Source document →
━━━━━━━━━━━━━━━━
There is no legal definition of stalking, however, it has been described as a pattern of unwanted and persistent behaviour that is motivated by a fixation or obsession that causes a victim to suffer alarm, distress or a fear of violence. 

Physical violence is not the only risk for victims – although this can be a very real danger in stalking cases and this risk can escalate over time. Stalking can also cause psychological trauma to victims. 

According to the Crime Survey for England and Wales, one in five women and one in ten men will experience stalking in their adult life. 

Since changes in the law which recognized stalking as a separate offence came into force at the end of 2012, the MPS has seen significant increases in reporting, as both officers and victims gain a better understanding of the crime. 

Over 1,000 reports of stalking were recorded by police in London in 2017 and there were 12,000 reports of harassment. However, officers believe that the introduction of this unit will lead to an increase in the number of stalking offences recorded, as experts can advise local police to spot the early signs. 

Cressida Dick, Commissioner of the Metropolitan Police Service said: “When we think of the impact on victims, violence is the most obvious concern that comes to mind, but, psychologically, stalking can also have a devastating impact that can leave victims feeling like they have no options but to alter their entire way of life. 

“I have spoken often about my commitment to tackling violence - and of course recently there has been a focused effort on my part and on the part of the Met to explain our current work. 

“I am committed to tackling violence in all its forms and there are clear opportunities through the STAC to intervene to stop incidents from escalating to violence. 

“Our new approach to responding to stalking is through a fantastic multi-agency partnership that puts victims at the very heart of what we do.”

Detective Inspector Lee Barnard, who will be leading the unit for the MPS said: “Stalking is a crime of persistence and, whether the perpetrator is violent or not, it can have a devastating impact on the victim’s lives. 

“By bringing together police, health professionals, charities, and other areas of the criminal justice system, we can identify offenders sooner, offer better support for victims, and ensure that risk to the victim and the public is reduced.
━━━━━━━━━━━━━━━━
Exercise requirements →
1. List the groups that, according to the stalking article, the unit brings together.
2. Answer these questions from the stalking article:
(a) According to the Crime Survey for England and Wales, what proportion of women will experience stalking in their adult life?
(b) How many reports of harassment were recorded in London in 2017?
(c) Who will be leading the unit for the MPS?
3. Copy the passage of the stalking article that lies between "There is no" and "of the crime.", inclusive.

Extracted records →
━━━━━━━━━━━━━━━━
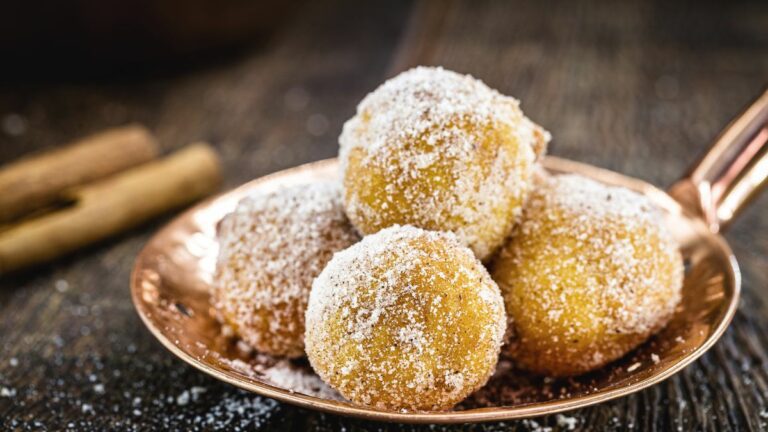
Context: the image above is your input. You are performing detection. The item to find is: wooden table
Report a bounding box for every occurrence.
[0,0,768,431]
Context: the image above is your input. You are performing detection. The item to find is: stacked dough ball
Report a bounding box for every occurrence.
[213,67,682,410]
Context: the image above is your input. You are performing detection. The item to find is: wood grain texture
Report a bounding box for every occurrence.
[0,0,768,431]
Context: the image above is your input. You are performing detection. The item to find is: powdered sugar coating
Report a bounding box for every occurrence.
[339,67,549,259]
[213,181,359,357]
[306,226,506,410]
[493,175,683,375]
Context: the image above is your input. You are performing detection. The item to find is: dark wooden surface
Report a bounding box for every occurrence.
[0,0,768,431]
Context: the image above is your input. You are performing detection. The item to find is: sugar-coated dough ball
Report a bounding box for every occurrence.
[306,226,506,411]
[339,67,549,260]
[492,175,683,376]
[213,181,358,357]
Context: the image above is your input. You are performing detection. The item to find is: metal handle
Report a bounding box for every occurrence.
[669,90,768,233]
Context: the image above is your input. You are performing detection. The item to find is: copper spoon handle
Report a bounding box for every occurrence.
[669,90,768,233]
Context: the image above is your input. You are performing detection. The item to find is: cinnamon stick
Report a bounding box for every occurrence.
[0,143,220,275]
[0,125,158,224]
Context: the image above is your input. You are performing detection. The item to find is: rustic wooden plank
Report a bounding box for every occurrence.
[0,0,768,431]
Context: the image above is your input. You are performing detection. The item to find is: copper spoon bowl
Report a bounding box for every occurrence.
[131,92,768,423]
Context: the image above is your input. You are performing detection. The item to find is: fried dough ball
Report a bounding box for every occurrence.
[339,67,549,260]
[306,226,506,411]
[492,175,683,376]
[213,182,359,357]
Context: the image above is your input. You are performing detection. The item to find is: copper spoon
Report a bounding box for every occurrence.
[131,91,768,423]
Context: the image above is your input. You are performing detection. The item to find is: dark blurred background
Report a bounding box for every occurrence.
[0,0,768,431]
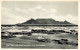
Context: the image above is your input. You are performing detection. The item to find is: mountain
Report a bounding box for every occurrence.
[21,19,72,25]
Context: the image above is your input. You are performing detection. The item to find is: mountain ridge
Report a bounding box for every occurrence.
[20,18,75,25]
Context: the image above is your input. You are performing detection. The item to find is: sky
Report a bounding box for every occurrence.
[1,1,78,24]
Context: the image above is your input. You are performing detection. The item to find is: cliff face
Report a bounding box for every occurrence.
[22,19,72,24]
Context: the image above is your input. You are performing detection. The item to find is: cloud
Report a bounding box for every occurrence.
[2,5,78,24]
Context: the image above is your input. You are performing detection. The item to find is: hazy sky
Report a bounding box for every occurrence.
[2,1,78,24]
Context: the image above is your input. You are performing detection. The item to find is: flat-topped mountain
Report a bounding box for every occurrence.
[21,19,73,25]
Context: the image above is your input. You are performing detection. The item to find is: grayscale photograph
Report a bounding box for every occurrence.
[1,1,78,49]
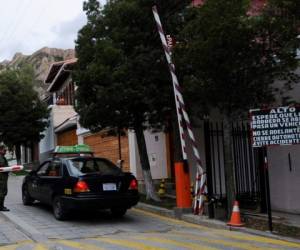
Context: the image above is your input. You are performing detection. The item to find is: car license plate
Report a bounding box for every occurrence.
[102,183,117,191]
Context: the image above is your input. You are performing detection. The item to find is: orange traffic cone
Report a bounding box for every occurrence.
[227,201,245,227]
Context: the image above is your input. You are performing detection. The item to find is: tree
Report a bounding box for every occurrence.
[74,0,185,200]
[175,0,300,214]
[0,66,48,162]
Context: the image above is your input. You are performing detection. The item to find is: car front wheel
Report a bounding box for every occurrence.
[52,196,68,220]
[22,185,34,206]
[110,208,127,218]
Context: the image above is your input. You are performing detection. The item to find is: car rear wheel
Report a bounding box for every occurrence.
[22,185,34,206]
[52,196,68,220]
[110,208,127,218]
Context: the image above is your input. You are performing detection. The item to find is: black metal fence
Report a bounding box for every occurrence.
[204,121,260,208]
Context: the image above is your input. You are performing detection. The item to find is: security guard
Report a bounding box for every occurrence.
[0,145,9,211]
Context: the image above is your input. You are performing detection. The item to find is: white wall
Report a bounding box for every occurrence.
[128,131,168,180]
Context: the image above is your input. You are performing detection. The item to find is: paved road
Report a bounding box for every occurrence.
[0,177,300,250]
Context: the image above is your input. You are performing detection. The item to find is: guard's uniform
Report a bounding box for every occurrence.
[0,155,8,210]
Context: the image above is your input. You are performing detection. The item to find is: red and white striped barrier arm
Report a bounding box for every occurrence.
[0,165,24,172]
[152,6,207,214]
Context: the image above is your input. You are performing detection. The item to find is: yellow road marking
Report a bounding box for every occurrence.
[219,231,300,249]
[95,238,165,250]
[33,243,49,250]
[0,244,18,250]
[0,240,33,250]
[53,240,103,250]
[136,236,217,250]
[170,231,274,250]
[133,208,300,248]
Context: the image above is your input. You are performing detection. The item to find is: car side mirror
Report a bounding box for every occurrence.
[29,170,36,176]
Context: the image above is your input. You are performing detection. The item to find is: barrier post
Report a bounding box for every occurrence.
[175,162,192,208]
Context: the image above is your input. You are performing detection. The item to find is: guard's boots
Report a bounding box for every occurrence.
[0,199,9,212]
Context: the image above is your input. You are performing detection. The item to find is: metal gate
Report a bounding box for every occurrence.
[204,121,262,208]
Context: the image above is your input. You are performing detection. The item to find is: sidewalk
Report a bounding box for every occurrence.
[0,212,30,247]
[136,202,300,243]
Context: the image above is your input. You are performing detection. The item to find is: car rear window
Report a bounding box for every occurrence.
[69,158,122,175]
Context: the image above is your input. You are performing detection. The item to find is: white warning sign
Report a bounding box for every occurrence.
[250,107,300,147]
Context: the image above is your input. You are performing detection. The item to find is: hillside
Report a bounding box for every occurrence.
[0,47,75,98]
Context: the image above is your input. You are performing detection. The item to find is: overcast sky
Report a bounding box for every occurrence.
[0,0,104,62]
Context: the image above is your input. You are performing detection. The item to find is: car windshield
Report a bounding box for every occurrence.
[69,158,122,175]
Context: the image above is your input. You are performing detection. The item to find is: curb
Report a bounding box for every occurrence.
[135,202,300,244]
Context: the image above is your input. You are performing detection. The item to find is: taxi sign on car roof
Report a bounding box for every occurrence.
[54,144,93,154]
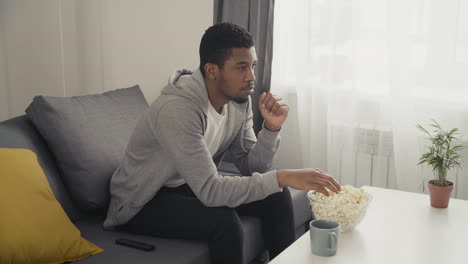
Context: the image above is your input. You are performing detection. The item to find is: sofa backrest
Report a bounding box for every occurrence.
[0,115,81,221]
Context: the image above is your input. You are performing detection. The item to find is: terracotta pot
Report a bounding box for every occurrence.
[427,180,453,208]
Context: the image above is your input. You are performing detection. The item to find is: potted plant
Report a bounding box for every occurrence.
[417,120,463,208]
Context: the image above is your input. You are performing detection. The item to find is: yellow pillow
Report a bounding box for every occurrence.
[0,148,103,263]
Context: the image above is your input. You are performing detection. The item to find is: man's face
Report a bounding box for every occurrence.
[217,47,257,104]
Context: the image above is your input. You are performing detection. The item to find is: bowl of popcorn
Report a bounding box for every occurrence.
[307,185,372,232]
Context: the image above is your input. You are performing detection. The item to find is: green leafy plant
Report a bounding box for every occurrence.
[417,119,463,186]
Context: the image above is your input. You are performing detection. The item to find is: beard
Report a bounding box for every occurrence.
[228,95,250,104]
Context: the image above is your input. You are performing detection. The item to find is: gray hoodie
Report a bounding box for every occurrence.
[104,70,282,228]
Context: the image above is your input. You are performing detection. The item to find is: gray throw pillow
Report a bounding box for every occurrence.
[26,85,148,211]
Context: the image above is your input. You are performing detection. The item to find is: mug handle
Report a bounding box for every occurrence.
[328,232,336,250]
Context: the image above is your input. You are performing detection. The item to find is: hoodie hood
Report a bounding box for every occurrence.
[161,69,209,115]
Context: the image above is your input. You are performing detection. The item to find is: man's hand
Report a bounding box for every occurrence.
[258,93,289,131]
[276,169,341,197]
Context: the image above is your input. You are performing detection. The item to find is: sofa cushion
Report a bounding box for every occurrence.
[0,115,80,221]
[74,216,264,264]
[26,85,148,210]
[0,148,102,263]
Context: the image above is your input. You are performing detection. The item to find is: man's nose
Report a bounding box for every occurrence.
[246,68,255,82]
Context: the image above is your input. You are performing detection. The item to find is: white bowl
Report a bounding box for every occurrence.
[307,191,372,232]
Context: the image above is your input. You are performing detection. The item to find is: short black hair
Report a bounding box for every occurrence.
[200,23,254,76]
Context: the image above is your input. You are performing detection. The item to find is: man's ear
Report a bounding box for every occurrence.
[205,63,219,80]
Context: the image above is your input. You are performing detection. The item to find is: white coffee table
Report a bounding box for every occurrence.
[270,186,468,264]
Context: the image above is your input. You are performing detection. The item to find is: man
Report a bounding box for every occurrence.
[104,23,340,264]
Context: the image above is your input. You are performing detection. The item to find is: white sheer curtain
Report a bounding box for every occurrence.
━━━━━━━━━━━━━━━━
Answers given →
1.
police
health professionals
charities
other areas of the criminal justice system

2.
(a) One in five.
(b) 12,000.
(c) Detective Inspector Lee Barnard.

3.
There is no legal definition of stalking, however, it has been described as a pattern of unwanted and persistent behaviour that is motivated by a fixation or obsession that causes a victim to suffer alarm, distress or a fear of violence. 

Physical violence is not the only risk for victims – although this can be a very real danger in stalking cases and this risk can escalate over time. Stalking can also cause psychological trauma to victims. 

According to the Crime Survey for England and Wales, one in five women and one in ten men will experience stalking in their adult life. 

Since changes in the law which recognized stalking as a separate offence came into force at the end of 2012, the MPS has seen significant increases in reporting, as both officers and victims gain a better understanding of the crime.